>>

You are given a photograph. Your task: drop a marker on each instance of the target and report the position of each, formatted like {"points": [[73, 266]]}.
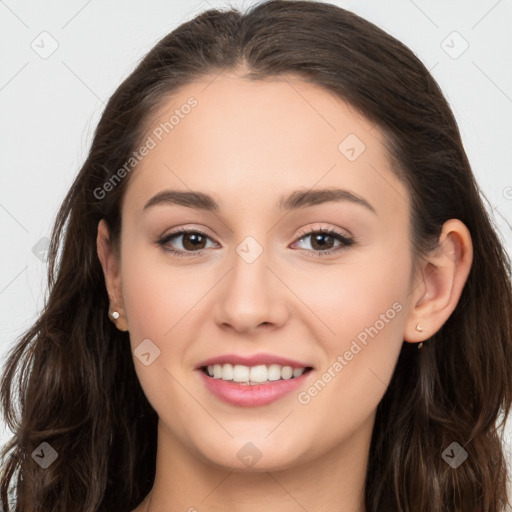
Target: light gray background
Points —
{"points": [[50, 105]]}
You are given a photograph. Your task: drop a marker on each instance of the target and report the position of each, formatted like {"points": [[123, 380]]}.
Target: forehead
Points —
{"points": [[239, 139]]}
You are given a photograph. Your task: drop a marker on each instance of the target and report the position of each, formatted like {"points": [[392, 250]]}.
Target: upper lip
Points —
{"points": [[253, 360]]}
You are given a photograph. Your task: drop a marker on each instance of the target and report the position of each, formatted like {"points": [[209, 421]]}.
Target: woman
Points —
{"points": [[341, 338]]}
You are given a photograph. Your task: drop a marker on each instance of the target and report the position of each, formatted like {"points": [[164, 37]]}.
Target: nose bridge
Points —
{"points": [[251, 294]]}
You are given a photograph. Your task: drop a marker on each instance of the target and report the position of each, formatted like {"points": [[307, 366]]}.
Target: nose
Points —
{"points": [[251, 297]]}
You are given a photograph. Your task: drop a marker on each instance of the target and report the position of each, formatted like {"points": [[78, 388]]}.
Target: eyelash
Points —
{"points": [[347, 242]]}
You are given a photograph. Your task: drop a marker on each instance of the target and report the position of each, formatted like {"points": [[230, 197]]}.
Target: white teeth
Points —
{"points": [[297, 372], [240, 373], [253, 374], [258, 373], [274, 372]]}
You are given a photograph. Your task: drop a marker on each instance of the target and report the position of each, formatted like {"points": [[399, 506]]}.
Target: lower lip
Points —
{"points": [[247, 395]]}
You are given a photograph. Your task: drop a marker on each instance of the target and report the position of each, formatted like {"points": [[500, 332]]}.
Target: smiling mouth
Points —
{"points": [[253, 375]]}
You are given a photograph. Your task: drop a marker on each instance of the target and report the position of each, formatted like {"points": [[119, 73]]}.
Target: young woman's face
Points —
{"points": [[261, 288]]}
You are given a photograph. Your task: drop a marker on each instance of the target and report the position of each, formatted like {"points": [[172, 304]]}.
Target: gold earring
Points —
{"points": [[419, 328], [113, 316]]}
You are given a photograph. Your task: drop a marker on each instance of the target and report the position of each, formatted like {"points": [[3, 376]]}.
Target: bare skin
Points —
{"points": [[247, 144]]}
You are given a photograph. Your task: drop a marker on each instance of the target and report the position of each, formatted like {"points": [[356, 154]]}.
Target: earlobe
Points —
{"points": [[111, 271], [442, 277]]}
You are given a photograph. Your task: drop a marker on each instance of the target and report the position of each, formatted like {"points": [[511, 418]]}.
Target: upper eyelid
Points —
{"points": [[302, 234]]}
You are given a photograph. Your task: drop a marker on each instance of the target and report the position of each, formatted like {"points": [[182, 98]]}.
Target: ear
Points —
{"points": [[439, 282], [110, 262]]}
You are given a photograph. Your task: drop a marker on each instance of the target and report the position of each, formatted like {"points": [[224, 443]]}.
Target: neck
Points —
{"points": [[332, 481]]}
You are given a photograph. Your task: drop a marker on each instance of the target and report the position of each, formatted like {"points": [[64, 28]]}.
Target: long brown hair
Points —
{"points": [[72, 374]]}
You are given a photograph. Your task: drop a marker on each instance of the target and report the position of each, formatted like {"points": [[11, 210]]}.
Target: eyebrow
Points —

<<

Set down the material exactly, every line of it, except for the pictures.

Solution for this problem
You are given a photograph. Your task: drop a marker on each instance of the target and report the position of each, formatted like {"points": [[73, 266]]}.
Target: light gray background
Points —
{"points": [[50, 105]]}
You are given a photograph. Your task: drop a marker on each instance of the target and report the position of each, formatted like {"points": [[123, 380]]}.
Target: forehead
Points —
{"points": [[239, 139]]}
You are given a photograph. Your task: drop a marker on each instance of the target and report the position of each, formatted like {"points": [[392, 250]]}.
Target: upper lip
Points —
{"points": [[253, 360]]}
You are given a photograph. Your task: drop a marker on each instance of the target and report the position of each, formatted like {"points": [[209, 421]]}.
Target: woman
Points —
{"points": [[341, 338]]}
You are given a photograph. Your task: drop a marker on each instance of the target and report the position of each, formatted like {"points": [[164, 37]]}.
Target: nose bridge
Points —
{"points": [[251, 294]]}
You are given a photograph. Your task: drop a marker on each instance of the target and report the position of each, formatted like {"points": [[307, 366]]}.
Target: nose
Points —
{"points": [[251, 297]]}
You are given a photograph. Your task: drop a marker on each instance of the target and report the position of each, formatted like {"points": [[78, 388]]}.
Target: eyelash
Points —
{"points": [[347, 242]]}
You are given a photograph. Your task: drop a marker on each instance of the target and report the position of each, formatted like {"points": [[230, 197]]}.
Target: white teeth
Points —
{"points": [[297, 372], [240, 373], [253, 374], [258, 373], [274, 372]]}
You are given a photograph. Your task: drop a marker on each instance of the target and report the position of each, formatted like {"points": [[399, 506]]}.
Target: lower lip
Points —
{"points": [[247, 395]]}
You are given a photograph. Your task: drop a marker on each instance of the target and report the position of each, formatted like {"points": [[500, 332]]}.
Target: smiling mouth
Points —
{"points": [[253, 375]]}
You are given a photograph. Your task: drop a marker on each instance of the target and report the position of each, formatted like {"points": [[119, 73]]}.
Target: young woman's face
Points —
{"points": [[261, 288]]}
You are given a photograph. Your task: drop a marker on each instance of the target and report the position of each, formatted like {"points": [[172, 304]]}.
Target: gold earring
Points —
{"points": [[419, 328], [113, 316]]}
You are given a photograph. Your task: drop a marker on each instance of the target and report the position of each, formatted like {"points": [[3, 376]]}.
Target: bare skin
Points —
{"points": [[247, 144]]}
You are given a photograph. Your task: drop a marker on each instance of the target and report the position of each, formatted like {"points": [[356, 154]]}.
Target: earlobe
Points —
{"points": [[111, 271], [442, 277]]}
You are given a photograph. Your task: drop a marker on each instance of the target and report the position of each, formatted like {"points": [[511, 418]]}.
Target: upper eyelid
Points —
{"points": [[302, 234]]}
You are given a photograph. Your task: drop a marker on each instance of the target and report the position of each, formatted like {"points": [[182, 98]]}.
Target: ear
Points —
{"points": [[439, 282], [110, 262]]}
You are given a photograph. Your task: drop a marker on each instance of the target and report the position of each, formatted like {"points": [[224, 443]]}.
Target: neck
Points —
{"points": [[332, 481]]}
You are given a photograph. Your task: drop a marker on each instance of the target and report the position of each, formatted like {"points": [[64, 28]]}.
Target: long brown hair
Points —
{"points": [[72, 374]]}
You are given a photograph. Your task: drop a marker on each instance of the target and report the position of each, formatted like {"points": [[11, 210]]}.
Target: eyebrow
Points —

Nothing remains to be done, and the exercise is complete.